Excerpts of pointing data:
++++++++++++++++++++

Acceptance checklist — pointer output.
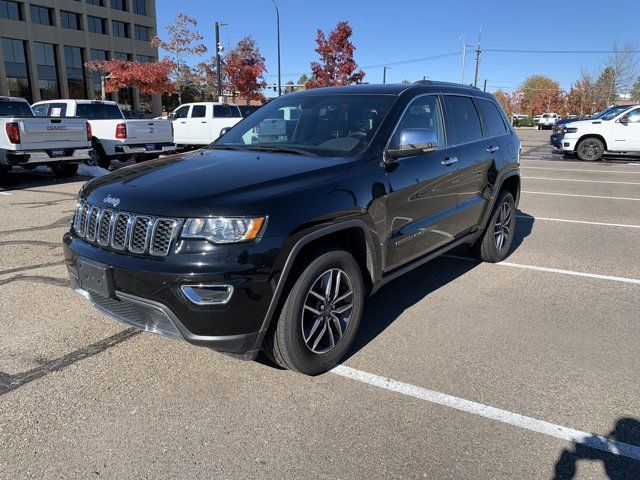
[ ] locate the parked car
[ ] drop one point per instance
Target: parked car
(559, 126)
(272, 237)
(27, 141)
(201, 123)
(547, 120)
(113, 136)
(247, 110)
(617, 131)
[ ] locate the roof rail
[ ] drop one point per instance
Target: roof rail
(443, 84)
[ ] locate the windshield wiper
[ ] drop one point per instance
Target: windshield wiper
(276, 149)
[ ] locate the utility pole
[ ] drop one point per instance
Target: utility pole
(278, 31)
(475, 80)
(219, 49)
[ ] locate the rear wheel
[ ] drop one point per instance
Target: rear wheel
(496, 241)
(320, 317)
(590, 149)
(65, 170)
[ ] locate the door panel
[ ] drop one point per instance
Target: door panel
(423, 191)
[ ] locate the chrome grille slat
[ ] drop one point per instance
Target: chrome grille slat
(124, 231)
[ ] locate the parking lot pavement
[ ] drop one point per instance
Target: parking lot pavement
(461, 370)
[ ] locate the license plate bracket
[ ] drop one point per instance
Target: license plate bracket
(96, 277)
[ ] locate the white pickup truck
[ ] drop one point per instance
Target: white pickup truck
(617, 131)
(546, 120)
(114, 137)
(201, 123)
(27, 141)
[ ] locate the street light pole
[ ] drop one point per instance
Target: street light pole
(278, 31)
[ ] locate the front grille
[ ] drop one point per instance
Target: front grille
(139, 234)
(137, 314)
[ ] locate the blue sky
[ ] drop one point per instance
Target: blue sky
(387, 32)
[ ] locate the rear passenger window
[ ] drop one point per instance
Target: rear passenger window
(424, 112)
(493, 122)
(465, 119)
(198, 111)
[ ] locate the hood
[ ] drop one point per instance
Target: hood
(209, 182)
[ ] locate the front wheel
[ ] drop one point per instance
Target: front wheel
(496, 241)
(65, 170)
(590, 149)
(320, 317)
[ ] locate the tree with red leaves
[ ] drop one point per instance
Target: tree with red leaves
(244, 69)
(183, 40)
(149, 77)
(337, 65)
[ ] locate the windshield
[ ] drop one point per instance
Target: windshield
(325, 125)
(611, 113)
(15, 109)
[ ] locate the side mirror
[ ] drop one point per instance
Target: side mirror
(411, 142)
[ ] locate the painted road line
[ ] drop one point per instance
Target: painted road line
(597, 442)
(578, 221)
(583, 196)
(591, 170)
(633, 281)
(579, 180)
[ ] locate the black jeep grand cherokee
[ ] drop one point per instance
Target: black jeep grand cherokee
(272, 237)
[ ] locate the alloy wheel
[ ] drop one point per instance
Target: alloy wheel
(502, 228)
(327, 311)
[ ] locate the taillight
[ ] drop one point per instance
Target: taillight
(121, 131)
(13, 132)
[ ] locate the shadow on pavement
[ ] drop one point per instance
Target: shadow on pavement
(626, 430)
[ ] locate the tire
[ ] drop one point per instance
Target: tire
(493, 246)
(590, 149)
(65, 170)
(308, 343)
(97, 157)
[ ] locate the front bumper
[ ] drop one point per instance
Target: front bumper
(40, 157)
(148, 293)
(146, 149)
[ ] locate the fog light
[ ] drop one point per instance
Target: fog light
(208, 294)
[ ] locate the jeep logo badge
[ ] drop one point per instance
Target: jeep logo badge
(114, 201)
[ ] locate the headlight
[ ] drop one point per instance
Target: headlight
(223, 229)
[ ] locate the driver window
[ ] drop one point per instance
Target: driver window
(424, 112)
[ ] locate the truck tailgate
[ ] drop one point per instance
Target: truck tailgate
(45, 133)
(149, 131)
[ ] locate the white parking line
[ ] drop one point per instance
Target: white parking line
(553, 270)
(583, 196)
(578, 221)
(528, 423)
(591, 170)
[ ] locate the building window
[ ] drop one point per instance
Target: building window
(143, 33)
(139, 7)
(119, 5)
(125, 57)
(10, 10)
(41, 15)
(75, 72)
(47, 71)
(69, 20)
(99, 55)
(96, 24)
(119, 29)
(15, 65)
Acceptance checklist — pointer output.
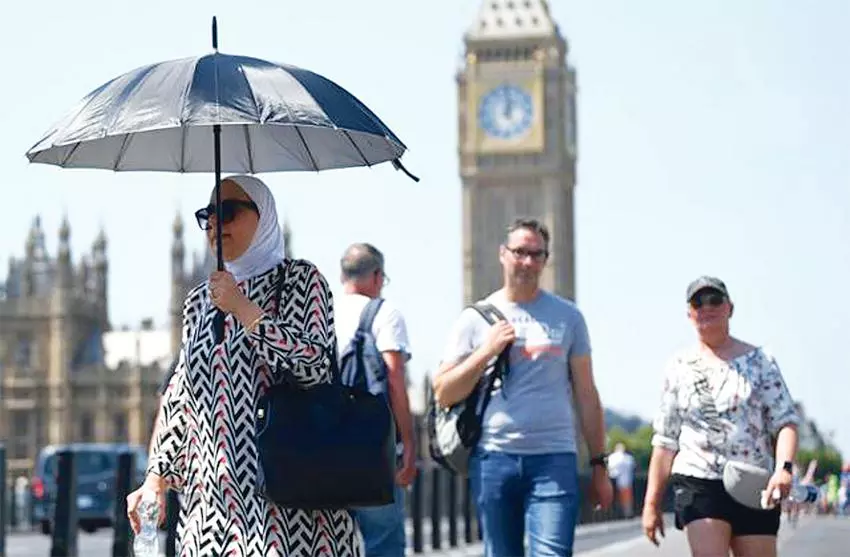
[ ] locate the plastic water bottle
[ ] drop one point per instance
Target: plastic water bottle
(146, 542)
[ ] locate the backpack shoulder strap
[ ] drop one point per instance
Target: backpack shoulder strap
(367, 317)
(489, 312)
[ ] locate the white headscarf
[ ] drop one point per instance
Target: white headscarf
(266, 250)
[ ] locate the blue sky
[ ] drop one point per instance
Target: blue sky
(713, 138)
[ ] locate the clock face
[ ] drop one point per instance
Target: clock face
(506, 112)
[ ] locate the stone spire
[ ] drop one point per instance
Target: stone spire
(512, 19)
(63, 262)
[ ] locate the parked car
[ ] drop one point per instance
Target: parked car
(97, 467)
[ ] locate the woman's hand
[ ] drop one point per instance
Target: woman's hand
(652, 522)
(154, 484)
(780, 482)
(224, 292)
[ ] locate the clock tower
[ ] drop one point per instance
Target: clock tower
(517, 148)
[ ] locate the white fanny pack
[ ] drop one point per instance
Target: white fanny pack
(744, 482)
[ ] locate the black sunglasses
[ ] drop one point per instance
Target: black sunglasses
(710, 298)
(522, 253)
(229, 209)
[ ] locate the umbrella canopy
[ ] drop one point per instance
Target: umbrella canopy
(273, 117)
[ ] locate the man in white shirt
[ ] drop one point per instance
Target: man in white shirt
(363, 278)
(621, 468)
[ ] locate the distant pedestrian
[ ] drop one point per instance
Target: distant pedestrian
(621, 468)
(524, 471)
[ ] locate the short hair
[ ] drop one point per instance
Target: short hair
(360, 260)
(533, 225)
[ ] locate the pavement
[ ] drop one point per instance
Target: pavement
(812, 537)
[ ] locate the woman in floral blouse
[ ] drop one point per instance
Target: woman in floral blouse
(723, 399)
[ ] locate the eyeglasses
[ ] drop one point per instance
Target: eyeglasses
(522, 253)
(711, 299)
(229, 209)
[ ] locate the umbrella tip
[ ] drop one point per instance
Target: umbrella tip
(215, 33)
(398, 166)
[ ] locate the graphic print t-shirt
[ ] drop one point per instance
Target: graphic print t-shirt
(532, 411)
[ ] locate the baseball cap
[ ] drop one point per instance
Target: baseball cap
(706, 282)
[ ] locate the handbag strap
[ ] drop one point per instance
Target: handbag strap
(280, 285)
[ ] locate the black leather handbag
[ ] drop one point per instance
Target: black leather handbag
(329, 446)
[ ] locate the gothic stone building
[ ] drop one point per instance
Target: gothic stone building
(517, 130)
(56, 386)
(65, 375)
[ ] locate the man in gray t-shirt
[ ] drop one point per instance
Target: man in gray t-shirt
(524, 470)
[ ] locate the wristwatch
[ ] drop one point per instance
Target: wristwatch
(600, 460)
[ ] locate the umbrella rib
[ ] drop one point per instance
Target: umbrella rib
(121, 151)
(184, 132)
(356, 148)
(306, 148)
(248, 147)
(70, 154)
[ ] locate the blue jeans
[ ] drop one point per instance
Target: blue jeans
(519, 494)
(383, 527)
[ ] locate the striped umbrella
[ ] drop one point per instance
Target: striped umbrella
(217, 113)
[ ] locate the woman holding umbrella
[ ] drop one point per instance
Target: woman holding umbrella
(204, 442)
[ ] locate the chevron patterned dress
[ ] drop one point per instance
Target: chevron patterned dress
(204, 444)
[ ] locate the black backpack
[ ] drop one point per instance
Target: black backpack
(455, 431)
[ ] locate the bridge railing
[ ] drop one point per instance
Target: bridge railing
(440, 509)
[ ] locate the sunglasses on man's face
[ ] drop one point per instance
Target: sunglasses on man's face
(711, 299)
(229, 209)
(522, 253)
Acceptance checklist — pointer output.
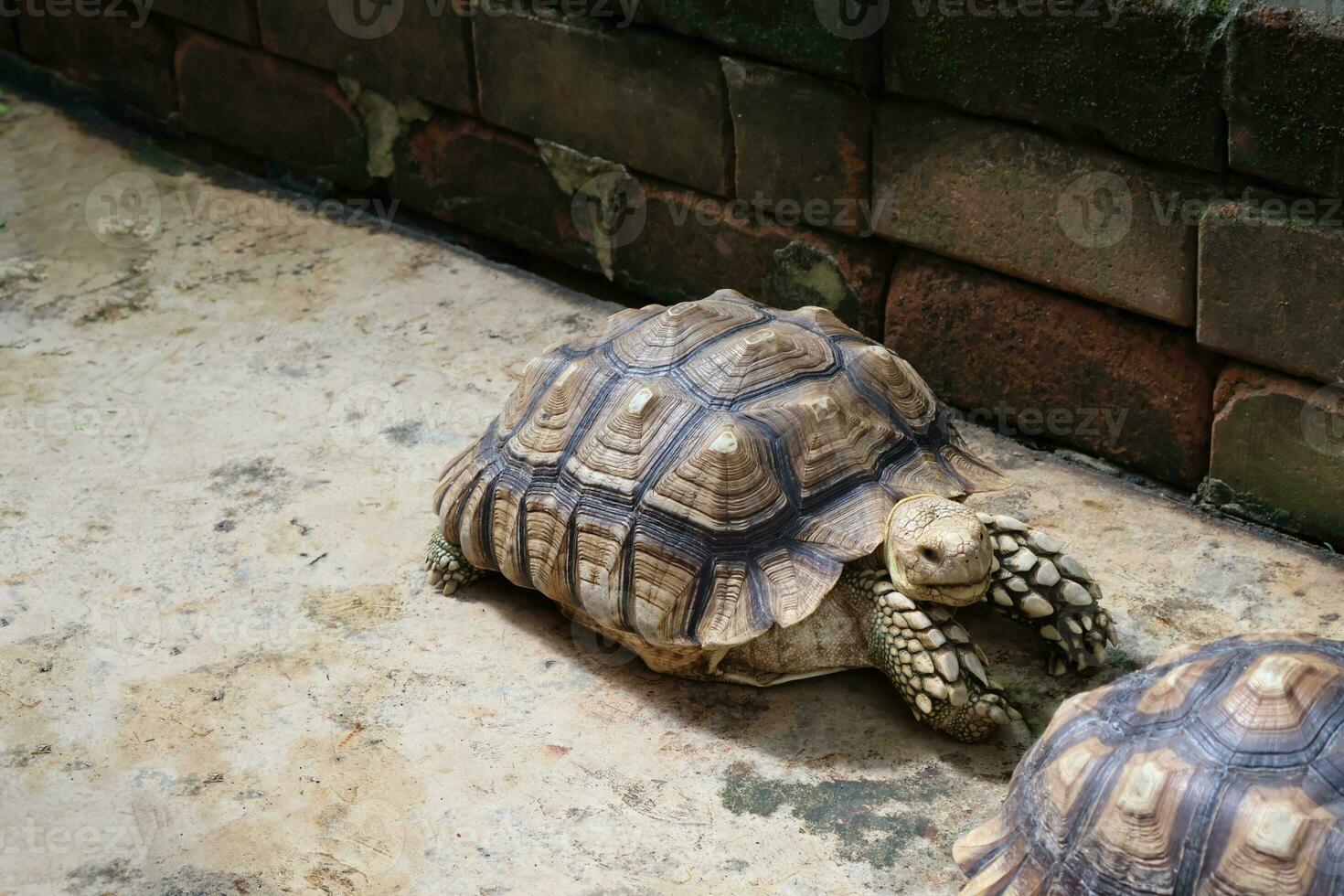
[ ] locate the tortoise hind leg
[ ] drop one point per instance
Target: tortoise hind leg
(446, 564)
(1037, 584)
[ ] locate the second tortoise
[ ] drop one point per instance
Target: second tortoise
(748, 495)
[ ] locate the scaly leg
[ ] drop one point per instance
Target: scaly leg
(448, 566)
(928, 656)
(1049, 592)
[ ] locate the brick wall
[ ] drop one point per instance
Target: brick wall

++++++++++++++++++++

Take the line containing "[ ] locate the baseball cap" through the last line of the material and retype exactly those lines, both ends included, with no pictures.

Final result:
[ ] locate the baseball cap
[ ] drop one point per instance
Target: baseball cap
(706, 282)
[ ] locate the handbag strap
[ ] drop one point per instance
Target: handbag strap
(280, 285)
[ ] locate the black leather handbag
[ ] drop one point per instance
Target: black leather handbag
(329, 446)
[ ] locate the gothic stone building
[ ] drop one point per instance
Target: gothic stone building
(517, 130)
(56, 386)
(65, 375)
[ ] locate the man in gray t-shirt
[ ] drop one point per instance
Target: man in gray t-shirt
(524, 470)
[ ] locate the wristwatch
[ ] drop one point per instance
Target: wristwatch
(600, 460)
[ ] locate the umbrella rib
[ ] drop one point per instance
Target: umbrella rib
(121, 151)
(184, 132)
(356, 148)
(306, 148)
(248, 147)
(70, 154)
[ ] locate the blue jeans
[ ] drop one point per instance
Target: blue jeans
(519, 494)
(383, 527)
[ ] locate the striped umbrella
[ ] drop one point per instance
Target: striped umbrella
(217, 113)
[ ] locate the woman holding umbrella
[ ] drop one point per instance
Target: woman holding umbrella
(204, 442)
[ ] locate the chevron patterned dress
[ ] drop one point per instance
Target: chevron patterned dress
(204, 444)
[ ] locate the black backpack
[ ] drop one point per instance
Target: black backpack
(455, 431)
[ ] locate the bridge railing
[ ] drop one point per instance
Target: bridge railing
(440, 509)
[ ] locate the sunglasses on man's face
[ ] drop one point per instance
Target: sunglasses on man's face
(711, 299)
(229, 209)
(522, 253)
Acceptance checklist — pointer output.
[ ] locate the tortoise hind leg
[ ] drop one point per instance
Target: tortoise hind leg
(446, 564)
(1037, 584)
[ ] locate the second tortoise
[ ] drop one point per instance
Target: second tortoise
(748, 495)
[ ] locate the scaly leg
[ ] drop one point per instance
Target: scaly leg
(448, 566)
(928, 656)
(1049, 592)
[ ] locate the brick wall
[ ] drop one point per instance
Target: brick wall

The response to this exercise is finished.